Dataset items
——
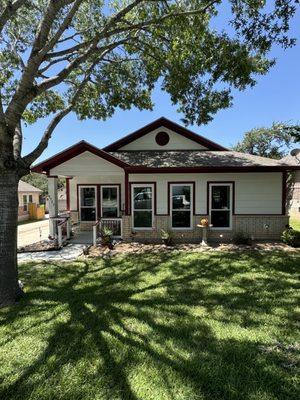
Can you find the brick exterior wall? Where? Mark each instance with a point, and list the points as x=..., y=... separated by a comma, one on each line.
x=258, y=227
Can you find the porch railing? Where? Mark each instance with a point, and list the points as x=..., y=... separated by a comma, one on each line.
x=114, y=224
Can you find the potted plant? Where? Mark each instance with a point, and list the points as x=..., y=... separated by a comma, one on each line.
x=205, y=225
x=106, y=236
x=167, y=237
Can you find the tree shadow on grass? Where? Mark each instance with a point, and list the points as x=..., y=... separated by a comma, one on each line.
x=135, y=329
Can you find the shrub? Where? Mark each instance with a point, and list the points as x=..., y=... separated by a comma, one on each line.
x=291, y=237
x=241, y=238
x=167, y=237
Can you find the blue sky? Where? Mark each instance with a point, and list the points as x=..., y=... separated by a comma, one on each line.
x=276, y=97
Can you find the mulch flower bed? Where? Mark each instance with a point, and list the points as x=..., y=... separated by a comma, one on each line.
x=43, y=245
x=136, y=247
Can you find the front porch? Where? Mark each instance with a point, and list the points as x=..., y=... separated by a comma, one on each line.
x=90, y=207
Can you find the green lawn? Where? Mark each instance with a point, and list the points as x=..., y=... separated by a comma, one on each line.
x=160, y=327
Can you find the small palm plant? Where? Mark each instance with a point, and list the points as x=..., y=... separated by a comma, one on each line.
x=167, y=237
x=106, y=236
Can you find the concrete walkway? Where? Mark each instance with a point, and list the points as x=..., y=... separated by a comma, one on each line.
x=33, y=232
x=67, y=253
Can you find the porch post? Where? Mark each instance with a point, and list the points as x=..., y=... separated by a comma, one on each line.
x=53, y=204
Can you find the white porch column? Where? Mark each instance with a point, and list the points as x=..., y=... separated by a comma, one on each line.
x=53, y=204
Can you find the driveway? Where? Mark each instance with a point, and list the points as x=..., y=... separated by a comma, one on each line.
x=33, y=232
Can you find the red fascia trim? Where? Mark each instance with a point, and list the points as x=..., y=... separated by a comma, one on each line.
x=193, y=183
x=142, y=183
x=73, y=151
x=68, y=193
x=253, y=214
x=164, y=122
x=173, y=170
x=218, y=182
x=284, y=193
x=126, y=194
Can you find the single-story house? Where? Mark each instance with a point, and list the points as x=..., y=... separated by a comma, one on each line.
x=27, y=194
x=293, y=196
x=164, y=176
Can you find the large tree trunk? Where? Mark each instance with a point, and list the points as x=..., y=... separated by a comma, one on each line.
x=8, y=237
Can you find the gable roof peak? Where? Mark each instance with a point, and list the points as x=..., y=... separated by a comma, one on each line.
x=167, y=123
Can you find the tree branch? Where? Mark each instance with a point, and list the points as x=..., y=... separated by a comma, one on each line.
x=9, y=11
x=31, y=157
x=64, y=25
x=17, y=141
x=49, y=83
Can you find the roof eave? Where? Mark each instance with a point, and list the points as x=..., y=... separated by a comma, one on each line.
x=73, y=151
x=141, y=169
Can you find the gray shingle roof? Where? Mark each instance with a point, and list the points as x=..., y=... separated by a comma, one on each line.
x=191, y=158
x=26, y=187
x=291, y=160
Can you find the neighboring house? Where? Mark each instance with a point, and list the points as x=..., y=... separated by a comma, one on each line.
x=27, y=194
x=163, y=176
x=294, y=184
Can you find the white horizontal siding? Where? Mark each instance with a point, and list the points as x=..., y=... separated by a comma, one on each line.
x=255, y=193
x=86, y=164
x=177, y=142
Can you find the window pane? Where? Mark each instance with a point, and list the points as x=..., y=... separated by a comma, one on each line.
x=220, y=197
x=109, y=212
x=87, y=197
x=142, y=219
x=181, y=197
x=110, y=202
x=181, y=219
x=142, y=198
x=88, y=214
x=220, y=219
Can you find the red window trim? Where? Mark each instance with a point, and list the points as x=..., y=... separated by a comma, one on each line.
x=142, y=183
x=98, y=193
x=193, y=183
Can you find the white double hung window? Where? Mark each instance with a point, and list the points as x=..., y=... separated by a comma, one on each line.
x=87, y=196
x=142, y=206
x=220, y=205
x=181, y=205
x=109, y=201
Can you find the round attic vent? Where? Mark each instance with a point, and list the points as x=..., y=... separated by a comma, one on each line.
x=162, y=138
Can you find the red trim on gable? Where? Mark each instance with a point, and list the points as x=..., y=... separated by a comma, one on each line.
x=164, y=122
x=74, y=151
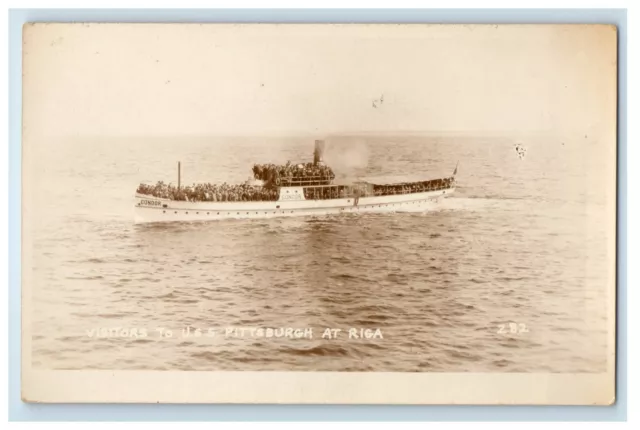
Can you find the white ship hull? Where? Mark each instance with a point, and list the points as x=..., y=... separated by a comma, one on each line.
——
**Task objective:**
Please rewrite the stretch from the start of the entries through the line containing "x=258, y=227", replacing "brick" with "stone" and changing nothing else. Omit the pictures from your answer.

**Worked answer:**
Can you find the stone exterior wall? Where? Mark each instance with a point, and list the points as x=..., y=... separated by a comma, one on each line.
x=258, y=227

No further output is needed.